» **OBJECTIVES**
a - Answer these questions using the blog post about the Instant Pot:
(i) About how long does rice take to cook in the Instant Pot?
(ii) Roughly how long does the Instant Pot take to pressurize?
(iii) About how long does the steam take to come out with a manual release?
b - Quote the blog post about the Instant Pot word for word, beginning at the words "The first thing" and stopping after "the back end.".
c - Write what comes next in the blog post about the Instant Pot, picking up after its final sentence.

Cook the Book: Dinner In an Instant by Melissa Clark


Welcome to Cook the Book, an occasional series where I cook my way through books I love and explore how poetry surfaces in the kitchen. This post contains affiliate links, so if you click through and make a purchase, I’ll receive a small commission.

This blog post could very well be titled Instant Pot: A Love Story, because in the course of a year my adoration of this machine has grown by leaps and bounds. It wasn’t love at first sight though …

The first thing we should clear up about the Instant Pot is it will not make your dinner instantly. Yes, you can cook rice in about nine minutes, tortilla soup in about six minutes, and carrots in about three minutes, but here’s where the learning curve comes in: warming up. The process of allowing the Instant Pot to pressurize takes roughly 10 minutes, so you need to tack that on to whatever you’re making, as well as some release time on the back end.

Some recipes call for a manual release, which is when you press a magic button and all the steam comes whizzing out in about two minutes. Other recipes have you delay the release, and others don’t have you touch the release button at all, which can take up to 20 minutes. Also, some recipes call for using the sauté function first, so everything essentially happens in one pot. This is ideal for making cleanup easier, but adds cooking time.

Data entries
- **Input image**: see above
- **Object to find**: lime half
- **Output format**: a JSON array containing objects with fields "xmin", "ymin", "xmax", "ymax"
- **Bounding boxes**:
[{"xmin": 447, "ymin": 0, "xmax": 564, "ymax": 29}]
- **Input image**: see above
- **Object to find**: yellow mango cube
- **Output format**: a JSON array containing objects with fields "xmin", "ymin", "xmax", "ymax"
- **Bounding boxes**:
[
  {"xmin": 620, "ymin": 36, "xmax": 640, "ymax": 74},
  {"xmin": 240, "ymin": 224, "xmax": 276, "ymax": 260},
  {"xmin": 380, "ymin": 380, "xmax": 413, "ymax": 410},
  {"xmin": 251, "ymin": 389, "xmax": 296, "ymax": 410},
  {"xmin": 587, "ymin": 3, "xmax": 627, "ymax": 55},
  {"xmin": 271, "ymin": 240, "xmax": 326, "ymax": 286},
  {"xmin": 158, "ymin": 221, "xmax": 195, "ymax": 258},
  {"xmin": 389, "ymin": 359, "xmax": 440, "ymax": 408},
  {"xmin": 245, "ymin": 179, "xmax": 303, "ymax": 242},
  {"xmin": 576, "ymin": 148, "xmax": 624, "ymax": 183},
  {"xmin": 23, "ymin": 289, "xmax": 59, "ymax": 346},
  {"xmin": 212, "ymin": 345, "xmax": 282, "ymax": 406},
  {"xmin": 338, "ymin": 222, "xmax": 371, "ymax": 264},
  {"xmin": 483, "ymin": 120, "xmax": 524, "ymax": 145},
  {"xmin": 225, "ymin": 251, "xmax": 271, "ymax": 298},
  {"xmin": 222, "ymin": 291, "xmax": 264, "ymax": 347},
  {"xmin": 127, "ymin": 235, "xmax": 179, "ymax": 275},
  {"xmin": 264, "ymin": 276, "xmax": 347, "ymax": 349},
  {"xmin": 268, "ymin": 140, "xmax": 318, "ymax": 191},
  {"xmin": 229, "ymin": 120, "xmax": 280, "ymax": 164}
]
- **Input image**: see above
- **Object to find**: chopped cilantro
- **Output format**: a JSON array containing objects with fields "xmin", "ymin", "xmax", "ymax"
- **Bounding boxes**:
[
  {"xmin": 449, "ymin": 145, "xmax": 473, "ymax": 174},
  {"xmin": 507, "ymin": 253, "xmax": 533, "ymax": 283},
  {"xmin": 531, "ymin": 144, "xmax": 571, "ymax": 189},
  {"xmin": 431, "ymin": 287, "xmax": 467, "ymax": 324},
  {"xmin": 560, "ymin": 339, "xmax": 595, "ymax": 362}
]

...

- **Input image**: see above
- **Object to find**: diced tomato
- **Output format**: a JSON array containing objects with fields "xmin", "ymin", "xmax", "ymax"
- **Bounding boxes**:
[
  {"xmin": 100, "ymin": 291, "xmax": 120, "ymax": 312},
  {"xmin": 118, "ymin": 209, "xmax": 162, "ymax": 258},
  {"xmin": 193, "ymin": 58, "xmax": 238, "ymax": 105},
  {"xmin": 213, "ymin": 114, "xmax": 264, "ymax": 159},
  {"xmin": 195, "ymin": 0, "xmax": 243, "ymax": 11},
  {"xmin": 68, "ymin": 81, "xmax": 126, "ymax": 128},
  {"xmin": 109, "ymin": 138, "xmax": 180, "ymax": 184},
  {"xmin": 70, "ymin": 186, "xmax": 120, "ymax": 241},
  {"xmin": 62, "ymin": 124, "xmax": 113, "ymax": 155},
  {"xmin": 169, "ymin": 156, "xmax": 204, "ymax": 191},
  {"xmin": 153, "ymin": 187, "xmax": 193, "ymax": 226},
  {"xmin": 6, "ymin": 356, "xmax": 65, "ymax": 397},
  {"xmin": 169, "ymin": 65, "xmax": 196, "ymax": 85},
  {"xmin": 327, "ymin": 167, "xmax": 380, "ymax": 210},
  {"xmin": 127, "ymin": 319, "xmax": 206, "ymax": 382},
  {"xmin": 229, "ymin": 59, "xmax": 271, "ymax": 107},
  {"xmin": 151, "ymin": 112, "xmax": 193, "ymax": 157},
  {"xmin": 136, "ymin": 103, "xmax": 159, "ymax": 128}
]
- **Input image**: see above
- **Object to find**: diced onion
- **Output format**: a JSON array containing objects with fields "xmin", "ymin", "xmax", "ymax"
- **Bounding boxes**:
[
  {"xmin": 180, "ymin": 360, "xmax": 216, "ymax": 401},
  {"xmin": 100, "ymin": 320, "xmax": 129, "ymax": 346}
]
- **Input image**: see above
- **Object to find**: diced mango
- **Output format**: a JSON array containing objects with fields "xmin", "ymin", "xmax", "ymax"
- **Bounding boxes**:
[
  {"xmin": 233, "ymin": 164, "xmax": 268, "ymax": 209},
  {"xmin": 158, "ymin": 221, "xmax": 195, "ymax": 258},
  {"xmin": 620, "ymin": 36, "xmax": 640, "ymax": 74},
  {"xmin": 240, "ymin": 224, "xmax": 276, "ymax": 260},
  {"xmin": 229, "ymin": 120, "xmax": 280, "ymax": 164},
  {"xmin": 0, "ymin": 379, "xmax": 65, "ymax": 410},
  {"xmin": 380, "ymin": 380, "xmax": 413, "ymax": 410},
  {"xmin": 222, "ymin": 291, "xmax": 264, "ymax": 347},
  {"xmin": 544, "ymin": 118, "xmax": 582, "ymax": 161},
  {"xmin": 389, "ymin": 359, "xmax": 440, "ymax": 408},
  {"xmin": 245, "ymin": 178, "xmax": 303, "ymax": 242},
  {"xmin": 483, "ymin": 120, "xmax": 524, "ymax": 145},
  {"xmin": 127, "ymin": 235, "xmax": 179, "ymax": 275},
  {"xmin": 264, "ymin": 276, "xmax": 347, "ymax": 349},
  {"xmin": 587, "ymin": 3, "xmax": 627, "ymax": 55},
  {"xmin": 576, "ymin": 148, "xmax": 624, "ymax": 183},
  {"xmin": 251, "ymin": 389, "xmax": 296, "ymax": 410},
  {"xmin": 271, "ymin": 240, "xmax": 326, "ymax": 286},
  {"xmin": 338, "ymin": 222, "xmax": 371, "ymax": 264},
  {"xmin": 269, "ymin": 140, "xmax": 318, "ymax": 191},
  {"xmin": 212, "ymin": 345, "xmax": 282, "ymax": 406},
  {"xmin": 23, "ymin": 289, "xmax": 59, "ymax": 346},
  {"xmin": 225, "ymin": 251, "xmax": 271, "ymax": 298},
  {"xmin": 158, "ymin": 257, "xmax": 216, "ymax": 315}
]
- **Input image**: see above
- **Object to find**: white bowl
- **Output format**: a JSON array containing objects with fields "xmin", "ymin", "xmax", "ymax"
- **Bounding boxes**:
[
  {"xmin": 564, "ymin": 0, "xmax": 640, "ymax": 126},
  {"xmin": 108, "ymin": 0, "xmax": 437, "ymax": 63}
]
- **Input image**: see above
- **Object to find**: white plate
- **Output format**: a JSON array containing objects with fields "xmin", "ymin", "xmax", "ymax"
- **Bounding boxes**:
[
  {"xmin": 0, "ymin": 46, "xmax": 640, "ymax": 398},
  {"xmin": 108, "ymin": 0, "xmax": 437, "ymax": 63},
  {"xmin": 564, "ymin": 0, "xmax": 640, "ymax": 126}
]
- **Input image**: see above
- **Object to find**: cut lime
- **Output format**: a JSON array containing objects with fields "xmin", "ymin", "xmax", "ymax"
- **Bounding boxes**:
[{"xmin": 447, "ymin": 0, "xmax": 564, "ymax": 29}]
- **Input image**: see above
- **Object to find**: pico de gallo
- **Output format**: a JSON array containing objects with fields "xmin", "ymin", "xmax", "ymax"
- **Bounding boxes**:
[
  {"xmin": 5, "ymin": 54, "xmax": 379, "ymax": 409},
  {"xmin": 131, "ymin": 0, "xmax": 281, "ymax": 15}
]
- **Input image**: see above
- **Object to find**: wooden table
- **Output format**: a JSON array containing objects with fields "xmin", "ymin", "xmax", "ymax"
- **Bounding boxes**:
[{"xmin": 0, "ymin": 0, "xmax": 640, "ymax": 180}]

» **EXPECTED RESPONSES**
a -
(i) About nine minutes.
(ii) Roughly 10 minutes.
(iii) About two minutes.

b -
The first thing we should clear up about the Instant Pot is it will not make your dinner instantly. Yes, you can cook rice in about nine minutes, tortilla soup in about six minutes, and carrots in about three minutes, but here’s where the learning curve comes in: warming up. The process of allowing the Instant Pot to pressurize takes roughly 10 minutes, so you need to tack that on to whatever you’re making, as well as some release time on the back end.

c -
But once you learn how it works, there’s a lot to love. When I first started using it, I followed the advice of Heidi Swanson who suggested trying one new recipe a week to keep from getting overwhelmed. Overall, using an Instant Pot significantly cuts cooking times, especially for dishes like braised meats and stock. In about an hour, you can have an enriching broth ready to freeze, and in about an hour and a half, garlicky pork, which would normally take three hours to braise in the oven.

My favorite thing about the Instant Pot is being able to walk away. Normally, I like tending to the pots. After all, when it comes to finding poetry in the kitchen, the actual process of cooking itself is where much of it is revealed—the chopping, the stirring, the listening, the staring off into the yard as you wash dishes.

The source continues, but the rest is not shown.